(What the exercise asks): Take from the listing each line that has the string "horizontal".

::: Records supplied

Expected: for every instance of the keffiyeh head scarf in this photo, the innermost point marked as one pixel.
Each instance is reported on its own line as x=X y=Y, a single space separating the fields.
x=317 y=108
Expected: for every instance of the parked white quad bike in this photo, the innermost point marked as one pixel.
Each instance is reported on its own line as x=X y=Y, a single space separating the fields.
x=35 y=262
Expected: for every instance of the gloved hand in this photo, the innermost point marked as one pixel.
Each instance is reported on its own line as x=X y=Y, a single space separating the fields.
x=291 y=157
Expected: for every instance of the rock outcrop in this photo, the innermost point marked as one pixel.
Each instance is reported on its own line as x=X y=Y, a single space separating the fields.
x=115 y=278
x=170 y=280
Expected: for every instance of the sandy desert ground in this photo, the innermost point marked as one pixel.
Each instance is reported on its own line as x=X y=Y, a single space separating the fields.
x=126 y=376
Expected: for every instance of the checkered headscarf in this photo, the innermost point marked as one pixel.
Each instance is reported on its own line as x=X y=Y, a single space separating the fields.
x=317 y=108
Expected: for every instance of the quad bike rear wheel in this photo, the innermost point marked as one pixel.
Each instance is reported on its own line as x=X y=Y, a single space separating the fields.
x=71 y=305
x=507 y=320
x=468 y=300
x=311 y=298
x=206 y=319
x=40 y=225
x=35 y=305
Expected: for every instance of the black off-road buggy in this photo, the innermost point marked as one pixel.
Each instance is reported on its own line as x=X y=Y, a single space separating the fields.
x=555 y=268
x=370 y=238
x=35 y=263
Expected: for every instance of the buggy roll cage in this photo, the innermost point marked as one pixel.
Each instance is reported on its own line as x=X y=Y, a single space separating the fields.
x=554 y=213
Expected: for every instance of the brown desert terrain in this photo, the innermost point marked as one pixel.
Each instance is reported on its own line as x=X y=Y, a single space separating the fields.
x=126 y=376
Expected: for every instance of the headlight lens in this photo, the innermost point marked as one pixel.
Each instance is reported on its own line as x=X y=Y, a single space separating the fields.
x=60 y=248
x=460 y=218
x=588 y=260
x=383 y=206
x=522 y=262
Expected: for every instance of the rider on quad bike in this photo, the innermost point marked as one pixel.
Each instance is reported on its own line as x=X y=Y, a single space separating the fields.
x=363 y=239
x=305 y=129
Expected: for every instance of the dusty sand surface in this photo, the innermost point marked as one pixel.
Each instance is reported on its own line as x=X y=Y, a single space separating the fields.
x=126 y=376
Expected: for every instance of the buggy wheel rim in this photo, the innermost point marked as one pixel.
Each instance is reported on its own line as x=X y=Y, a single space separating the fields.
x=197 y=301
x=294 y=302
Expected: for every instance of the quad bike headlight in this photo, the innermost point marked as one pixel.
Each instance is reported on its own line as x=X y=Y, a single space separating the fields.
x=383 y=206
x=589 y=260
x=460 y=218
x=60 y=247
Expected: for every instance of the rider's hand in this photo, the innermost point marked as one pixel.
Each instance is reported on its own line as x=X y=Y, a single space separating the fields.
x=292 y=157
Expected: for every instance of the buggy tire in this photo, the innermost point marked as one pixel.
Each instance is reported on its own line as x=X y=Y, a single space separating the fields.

::::::
::: Records supplied

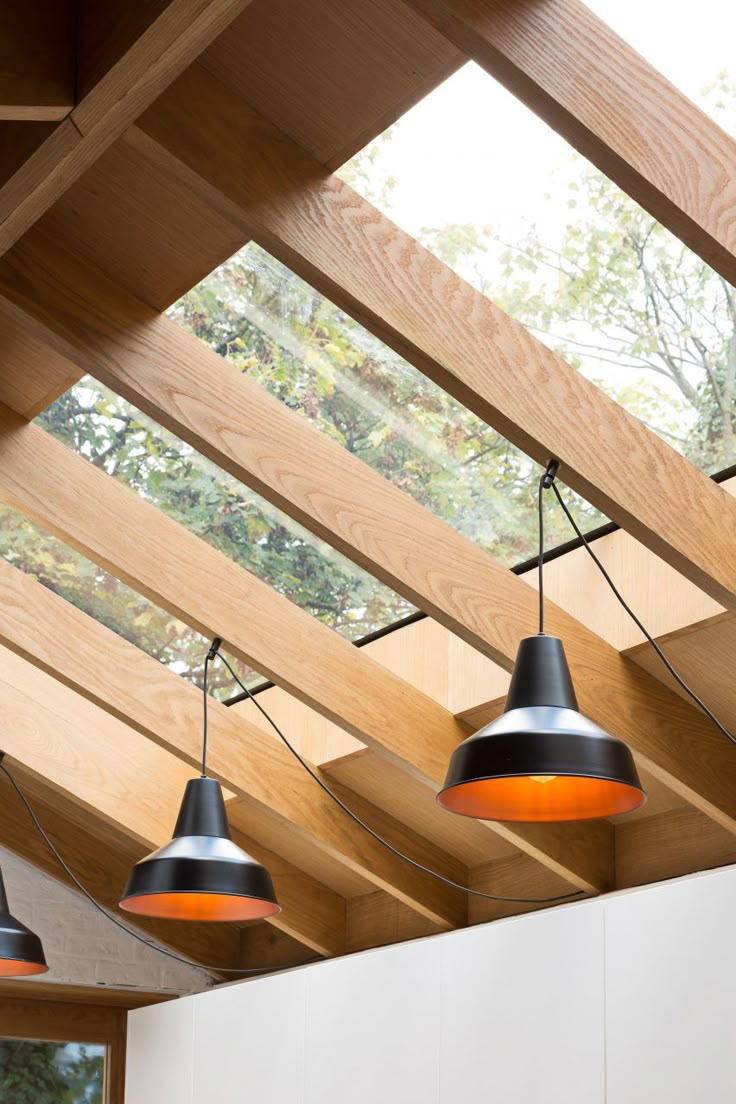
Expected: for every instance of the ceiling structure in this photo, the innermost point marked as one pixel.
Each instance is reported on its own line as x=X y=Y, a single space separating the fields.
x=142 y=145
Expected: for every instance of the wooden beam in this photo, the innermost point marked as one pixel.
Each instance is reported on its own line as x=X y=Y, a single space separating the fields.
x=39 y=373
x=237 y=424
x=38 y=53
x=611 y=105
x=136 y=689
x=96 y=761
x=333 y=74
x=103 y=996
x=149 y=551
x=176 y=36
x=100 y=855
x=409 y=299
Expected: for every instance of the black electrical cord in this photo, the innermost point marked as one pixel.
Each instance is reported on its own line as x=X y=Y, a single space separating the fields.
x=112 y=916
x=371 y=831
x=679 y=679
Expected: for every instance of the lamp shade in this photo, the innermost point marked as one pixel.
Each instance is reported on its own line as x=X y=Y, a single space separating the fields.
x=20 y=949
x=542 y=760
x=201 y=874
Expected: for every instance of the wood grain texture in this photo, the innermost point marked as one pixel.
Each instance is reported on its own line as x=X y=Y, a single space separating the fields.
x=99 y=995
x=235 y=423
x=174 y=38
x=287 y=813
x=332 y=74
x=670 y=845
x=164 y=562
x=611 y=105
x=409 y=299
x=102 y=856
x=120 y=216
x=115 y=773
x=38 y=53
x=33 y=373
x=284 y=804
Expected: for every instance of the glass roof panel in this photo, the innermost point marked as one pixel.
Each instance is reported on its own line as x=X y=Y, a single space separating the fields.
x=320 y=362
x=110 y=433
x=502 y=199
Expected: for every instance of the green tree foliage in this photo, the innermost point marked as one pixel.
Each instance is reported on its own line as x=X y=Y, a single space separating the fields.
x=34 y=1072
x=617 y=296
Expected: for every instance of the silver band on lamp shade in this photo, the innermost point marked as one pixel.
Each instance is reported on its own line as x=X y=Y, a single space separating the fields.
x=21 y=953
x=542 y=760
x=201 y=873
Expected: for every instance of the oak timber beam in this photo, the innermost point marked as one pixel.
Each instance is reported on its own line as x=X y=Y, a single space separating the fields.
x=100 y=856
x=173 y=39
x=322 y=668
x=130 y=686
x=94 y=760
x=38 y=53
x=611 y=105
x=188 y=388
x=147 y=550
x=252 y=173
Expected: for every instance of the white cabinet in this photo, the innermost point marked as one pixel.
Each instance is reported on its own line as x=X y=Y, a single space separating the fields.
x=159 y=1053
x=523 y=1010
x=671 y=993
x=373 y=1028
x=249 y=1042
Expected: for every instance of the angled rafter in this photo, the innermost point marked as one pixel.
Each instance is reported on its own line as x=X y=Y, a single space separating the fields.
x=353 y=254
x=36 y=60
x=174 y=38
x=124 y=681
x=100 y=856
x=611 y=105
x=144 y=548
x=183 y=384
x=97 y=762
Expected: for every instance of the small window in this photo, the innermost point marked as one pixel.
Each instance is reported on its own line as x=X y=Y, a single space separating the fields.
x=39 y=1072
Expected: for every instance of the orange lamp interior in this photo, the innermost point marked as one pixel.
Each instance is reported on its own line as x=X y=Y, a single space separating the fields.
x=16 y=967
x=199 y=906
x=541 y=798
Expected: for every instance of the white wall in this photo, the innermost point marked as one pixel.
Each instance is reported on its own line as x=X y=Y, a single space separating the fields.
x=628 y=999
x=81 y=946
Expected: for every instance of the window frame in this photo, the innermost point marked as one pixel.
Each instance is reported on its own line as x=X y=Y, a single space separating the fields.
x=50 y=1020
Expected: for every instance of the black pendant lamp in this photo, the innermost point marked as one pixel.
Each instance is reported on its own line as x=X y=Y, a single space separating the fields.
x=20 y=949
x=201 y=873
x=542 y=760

::::::
::: Records supplied

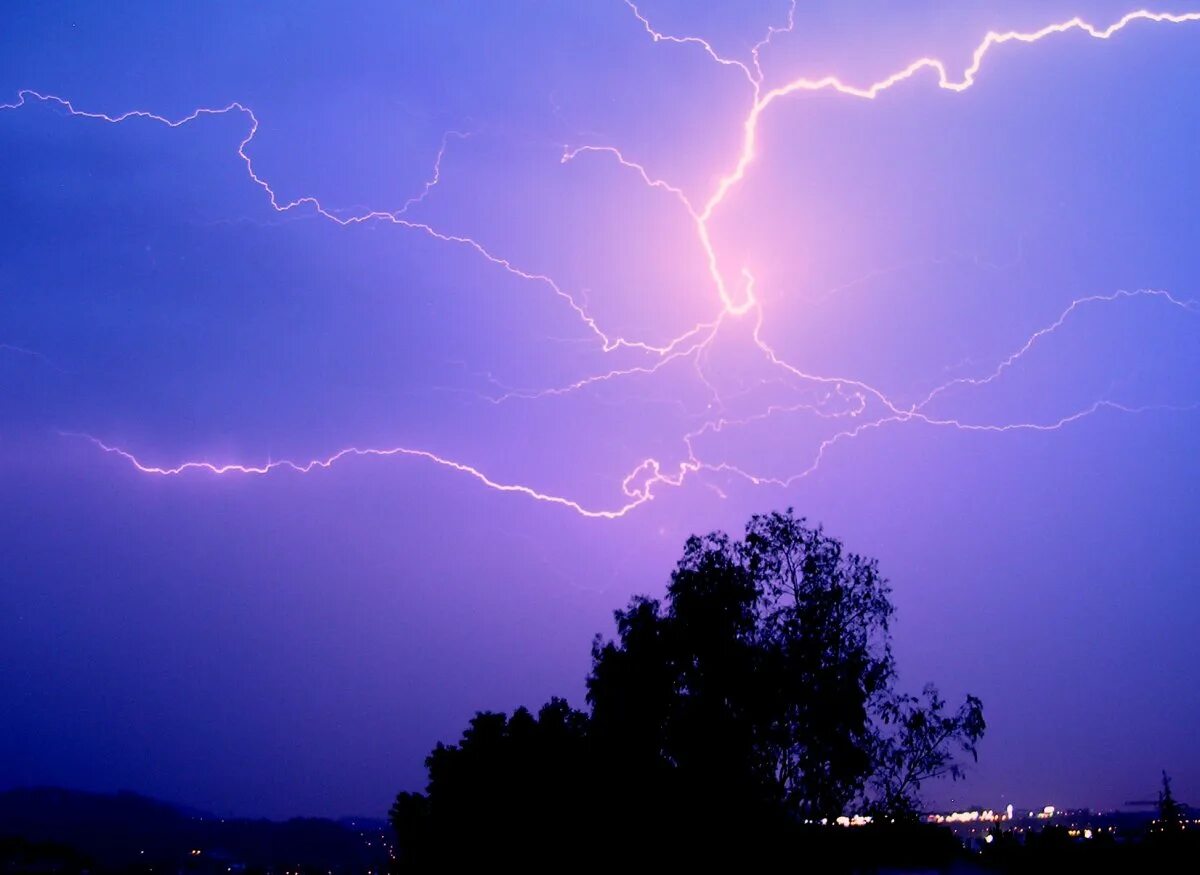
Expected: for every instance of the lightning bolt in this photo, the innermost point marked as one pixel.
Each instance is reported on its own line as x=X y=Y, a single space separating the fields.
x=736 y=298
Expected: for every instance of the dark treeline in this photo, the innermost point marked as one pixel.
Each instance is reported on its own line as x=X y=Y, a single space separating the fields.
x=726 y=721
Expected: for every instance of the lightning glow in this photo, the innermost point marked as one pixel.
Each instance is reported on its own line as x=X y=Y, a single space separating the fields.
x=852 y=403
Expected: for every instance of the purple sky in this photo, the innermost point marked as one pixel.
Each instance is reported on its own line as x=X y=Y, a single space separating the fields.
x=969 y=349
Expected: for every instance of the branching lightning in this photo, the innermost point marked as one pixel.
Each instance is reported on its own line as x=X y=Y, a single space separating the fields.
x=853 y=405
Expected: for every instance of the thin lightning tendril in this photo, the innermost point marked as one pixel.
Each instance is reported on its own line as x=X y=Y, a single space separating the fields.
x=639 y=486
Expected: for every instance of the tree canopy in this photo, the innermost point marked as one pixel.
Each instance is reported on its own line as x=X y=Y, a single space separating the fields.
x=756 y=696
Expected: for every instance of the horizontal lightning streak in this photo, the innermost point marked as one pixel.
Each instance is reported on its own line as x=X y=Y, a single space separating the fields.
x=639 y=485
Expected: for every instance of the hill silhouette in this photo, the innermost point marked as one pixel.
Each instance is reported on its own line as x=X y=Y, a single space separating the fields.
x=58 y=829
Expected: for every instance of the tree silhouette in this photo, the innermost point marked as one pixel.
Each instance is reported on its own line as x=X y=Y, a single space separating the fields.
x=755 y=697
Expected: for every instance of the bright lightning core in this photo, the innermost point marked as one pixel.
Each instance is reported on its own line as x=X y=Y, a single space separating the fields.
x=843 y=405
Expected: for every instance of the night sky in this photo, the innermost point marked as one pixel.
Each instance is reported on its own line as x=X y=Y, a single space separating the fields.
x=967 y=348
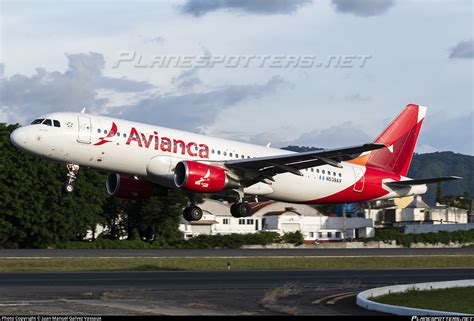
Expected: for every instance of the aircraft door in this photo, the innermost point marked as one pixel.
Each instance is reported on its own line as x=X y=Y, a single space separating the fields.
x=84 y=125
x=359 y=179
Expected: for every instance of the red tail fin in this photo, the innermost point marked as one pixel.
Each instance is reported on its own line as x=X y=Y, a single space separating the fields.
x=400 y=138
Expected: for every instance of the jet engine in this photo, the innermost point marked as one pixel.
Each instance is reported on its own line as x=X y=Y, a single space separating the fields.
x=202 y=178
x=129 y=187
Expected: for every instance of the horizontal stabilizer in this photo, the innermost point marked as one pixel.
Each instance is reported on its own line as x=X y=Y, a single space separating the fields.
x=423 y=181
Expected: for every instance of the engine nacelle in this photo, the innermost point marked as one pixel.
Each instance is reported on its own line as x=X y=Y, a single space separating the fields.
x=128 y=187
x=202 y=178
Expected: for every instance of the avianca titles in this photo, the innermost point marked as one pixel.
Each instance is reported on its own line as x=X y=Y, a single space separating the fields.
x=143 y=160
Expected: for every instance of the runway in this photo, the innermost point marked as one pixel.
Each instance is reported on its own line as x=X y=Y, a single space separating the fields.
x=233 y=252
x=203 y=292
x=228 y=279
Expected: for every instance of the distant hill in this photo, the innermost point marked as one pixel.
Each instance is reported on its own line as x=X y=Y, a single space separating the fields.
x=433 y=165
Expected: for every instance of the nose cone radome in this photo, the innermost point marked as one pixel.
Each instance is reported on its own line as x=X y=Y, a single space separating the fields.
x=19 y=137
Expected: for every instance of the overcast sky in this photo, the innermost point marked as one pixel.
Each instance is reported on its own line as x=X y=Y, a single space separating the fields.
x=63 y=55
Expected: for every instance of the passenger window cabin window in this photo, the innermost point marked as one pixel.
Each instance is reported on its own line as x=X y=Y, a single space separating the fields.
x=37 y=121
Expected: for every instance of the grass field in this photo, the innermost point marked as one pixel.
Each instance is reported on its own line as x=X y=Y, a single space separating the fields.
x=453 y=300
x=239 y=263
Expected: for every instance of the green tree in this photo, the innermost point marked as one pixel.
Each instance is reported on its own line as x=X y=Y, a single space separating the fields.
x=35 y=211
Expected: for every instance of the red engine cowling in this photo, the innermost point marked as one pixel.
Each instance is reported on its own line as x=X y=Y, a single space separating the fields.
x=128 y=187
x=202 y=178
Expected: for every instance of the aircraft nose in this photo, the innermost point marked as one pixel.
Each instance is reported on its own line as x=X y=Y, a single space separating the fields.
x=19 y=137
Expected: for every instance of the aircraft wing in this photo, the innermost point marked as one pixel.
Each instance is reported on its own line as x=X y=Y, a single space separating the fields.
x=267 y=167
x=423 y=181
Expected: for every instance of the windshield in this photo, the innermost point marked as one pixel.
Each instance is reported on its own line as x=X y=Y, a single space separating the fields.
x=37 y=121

::::::

(Exercise output):
Expected: for every instance of the horizontal lightning streak in this photo, the innermost point marked as one pixel.
Expected: for every instance of the horizontal stabilizer in this photo, the innermost point marked as one pixel.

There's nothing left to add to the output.